● TASK DESCRIPTION
From the first line to the last, write out the records exactly.

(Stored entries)
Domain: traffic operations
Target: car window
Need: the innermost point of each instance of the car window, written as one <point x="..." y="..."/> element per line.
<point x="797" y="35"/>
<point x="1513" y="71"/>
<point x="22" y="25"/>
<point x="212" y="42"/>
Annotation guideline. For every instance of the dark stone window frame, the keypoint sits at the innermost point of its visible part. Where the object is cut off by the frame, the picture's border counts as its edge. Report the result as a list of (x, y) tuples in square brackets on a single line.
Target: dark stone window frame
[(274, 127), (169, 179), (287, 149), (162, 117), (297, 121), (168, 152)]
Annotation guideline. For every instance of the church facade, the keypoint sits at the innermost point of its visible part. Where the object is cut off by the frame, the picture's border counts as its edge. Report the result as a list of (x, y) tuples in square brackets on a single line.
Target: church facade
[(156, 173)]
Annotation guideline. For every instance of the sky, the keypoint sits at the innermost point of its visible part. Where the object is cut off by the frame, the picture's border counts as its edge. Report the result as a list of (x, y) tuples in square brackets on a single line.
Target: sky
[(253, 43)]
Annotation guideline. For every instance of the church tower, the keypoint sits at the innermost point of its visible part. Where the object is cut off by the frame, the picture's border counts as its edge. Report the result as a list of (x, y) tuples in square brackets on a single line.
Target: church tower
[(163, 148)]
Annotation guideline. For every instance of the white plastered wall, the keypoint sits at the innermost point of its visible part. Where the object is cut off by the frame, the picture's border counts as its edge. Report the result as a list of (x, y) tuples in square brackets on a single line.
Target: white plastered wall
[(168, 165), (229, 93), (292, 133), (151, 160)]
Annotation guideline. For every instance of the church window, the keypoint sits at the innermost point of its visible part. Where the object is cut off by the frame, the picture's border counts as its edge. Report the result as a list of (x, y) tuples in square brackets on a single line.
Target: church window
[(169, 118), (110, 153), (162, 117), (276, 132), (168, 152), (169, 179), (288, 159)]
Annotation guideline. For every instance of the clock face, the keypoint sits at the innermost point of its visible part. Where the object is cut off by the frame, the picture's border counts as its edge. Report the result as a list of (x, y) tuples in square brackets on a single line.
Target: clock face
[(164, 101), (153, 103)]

● TASK ANSWER
Domain: traffic operations
Target: car window
Need: the innermost point of each instance of the car window, written as one <point x="..." y="..."/> element per line.
<point x="797" y="35"/>
<point x="1513" y="71"/>
<point x="22" y="25"/>
<point x="212" y="42"/>
Annotation guideline. For every instance of the dark stone window frame, the keypoint sits at the innermost point of its visible part. Where the object is cut off by the frame, the picture's border counts as its edge. Report the result as a list of (x, y) tuples in square brackets on a single line.
Target: dark stone window frame
[(274, 127), (169, 179), (287, 149), (162, 117), (297, 121), (168, 152)]
Annotation guideline. For every instance of the church facade, the keypoint sits at the innermost point of its visible part. Where the object is cut off by the frame, the picture's border counts as its edge. Report the result as a list of (x, y) tuples in square brackets on a single line.
Target: church facade
[(156, 173)]
Annotation guideline. For every instance of the sky, the keypoint sits at the innermost point of its visible part. Where the object is cut off by the frame, the picture's border counts as its edge. Report the result as a list of (x, y) tuples in square brackets on a single line.
Target: sky
[(253, 43)]
Annotation guideline. For every instance of the church tower, the keypoint sits at the innermost point of its visible part. Where the object is cut off by the frame, the picture's border counts as its edge. Report the result as a list of (x, y) tuples in square brackets on a single line.
Target: church tower
[(163, 148)]
Annotation guideline. For every instance of the white plastered wall, the keypoint sits at the innermost point of its visible part. Where the object is cut off by the frame, the picture's border counts as its edge. Report the result as a list of (x, y) tuples in square brackets on a single line.
Target: white plastered wall
[(168, 165), (229, 93), (292, 133), (151, 160)]
Annotation guideline. For every instance of the church window, the keypoint sits at the innermost point of its visible part. Where the object is cut off by the frame, the picture's border counts as its edge. Report the result as a list of (x, y) tuples in square brackets on a single line.
Target: church window
[(169, 118), (110, 153), (162, 117), (276, 132), (168, 152), (169, 179), (288, 159)]
Annotation guideline. For every instance of the clock face, the keypoint sits at the innermost point of its visible part. Where the object is cut off by the frame, the picture's border counts as its edge. Report the result as a list of (x, y) tuples in square brackets on a single line.
Target: clock face
[(164, 101), (153, 103)]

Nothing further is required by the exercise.